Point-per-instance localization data

== == ==

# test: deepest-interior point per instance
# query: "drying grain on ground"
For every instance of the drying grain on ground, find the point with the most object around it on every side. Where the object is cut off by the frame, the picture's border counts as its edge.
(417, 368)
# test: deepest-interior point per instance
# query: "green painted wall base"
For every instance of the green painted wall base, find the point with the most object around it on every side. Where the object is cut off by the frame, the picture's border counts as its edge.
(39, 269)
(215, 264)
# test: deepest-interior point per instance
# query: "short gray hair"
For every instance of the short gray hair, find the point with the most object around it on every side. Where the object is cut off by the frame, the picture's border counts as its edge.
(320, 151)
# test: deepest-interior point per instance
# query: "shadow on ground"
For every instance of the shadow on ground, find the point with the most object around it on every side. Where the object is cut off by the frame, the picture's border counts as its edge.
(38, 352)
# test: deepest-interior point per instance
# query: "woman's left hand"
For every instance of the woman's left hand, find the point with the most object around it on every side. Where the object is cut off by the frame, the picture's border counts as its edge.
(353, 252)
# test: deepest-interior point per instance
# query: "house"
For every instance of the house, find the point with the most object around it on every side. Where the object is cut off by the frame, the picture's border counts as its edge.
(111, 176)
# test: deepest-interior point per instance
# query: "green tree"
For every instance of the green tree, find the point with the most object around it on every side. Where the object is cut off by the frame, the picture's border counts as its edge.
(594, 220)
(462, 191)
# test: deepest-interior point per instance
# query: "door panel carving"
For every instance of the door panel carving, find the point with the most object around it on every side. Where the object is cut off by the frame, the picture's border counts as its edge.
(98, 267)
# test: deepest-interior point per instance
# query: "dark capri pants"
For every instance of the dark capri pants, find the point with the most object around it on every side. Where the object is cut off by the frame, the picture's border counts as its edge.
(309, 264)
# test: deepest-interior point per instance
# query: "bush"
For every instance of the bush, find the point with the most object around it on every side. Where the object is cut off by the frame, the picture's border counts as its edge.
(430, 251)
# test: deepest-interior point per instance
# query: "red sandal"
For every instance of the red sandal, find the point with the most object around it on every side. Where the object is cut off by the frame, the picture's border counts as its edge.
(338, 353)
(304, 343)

== == ==

[YOUR ASSIGNMENT] The entries must all be transcribed exactly.

[RESPONSE BOX]
# test: deepest-interior point per instance
# query: "drying grain on ground"
For every instance of the drying grain on ground, find the point with the most object around it on every side. Where the object is cut off by the frame, the picture's border counts as its edge.
(417, 368)
# test: deepest-interior point per instance
# query: "green painted wall base"
For every instance of the green painted wall base, find the point with the most object around it on every side. Where the object is cut off by the frame, the picture's border counts as its edge.
(39, 269)
(215, 264)
# test: deepest-interior point per instance
# query: "short gray hair"
For every instance of the short gray hair, find the point with the most object around it on every side. Where the object is cut off by the frame, the picture's border counts as its edge.
(320, 151)
# test: deepest-interior point per instance
# query: "shadow on ground"
For every instance of the shadow on ground, find the point with the most object around it on every side. Where the object is cut off by the frame, the picture's border counts as its edge.
(38, 352)
# test: deepest-interior point per instance
# query: "woman's left hand"
For every instance of the woman's left hand, find the point with the most object around it on every side. Where the object is cut off by the frame, the picture's border counts as its edge.
(353, 252)
# test: deepest-interior point per instance
# query: "house"
For every instance of the house, find the point with the most object around it on every side. Where the object is cut off by the frame, the picture's border counts as its edge.
(111, 176)
# test: deepest-interior point per instance
# query: "green tree"
For every instance of the green tree, find the point with the most object around it on every side. Where the object is cut off by the frame, the picture's border counts as its edge.
(594, 220)
(462, 191)
# test: deepest-interior point per instance
# query: "door panel carving"
For every instance of the door panel carving, find the point with the most object around it on every side. Where the object is cut off by the frame, the picture's border counts as its edge.
(98, 267)
# test: deepest-interior point per instance
# query: "dark capri pants"
For every instance of the dark capri pants, find the point with the most object around it on every side. Where the object is cut off by the frame, the picture's border counts as its edge.
(309, 264)
# test: deepest-interior point per instance
# query: "bush"
For every instance of the bush, find the point with the most object around it on every side. Where the object is cut off by the frame, the picture's border counts as its edge.
(430, 251)
# test: deepest-interior point per instance
# query: "red sandal"
For every instance of the red sandal, find the point with the most object around it on every side. Where the object is cut off by the frame, the picture's border counts as its edge.
(338, 353)
(304, 343)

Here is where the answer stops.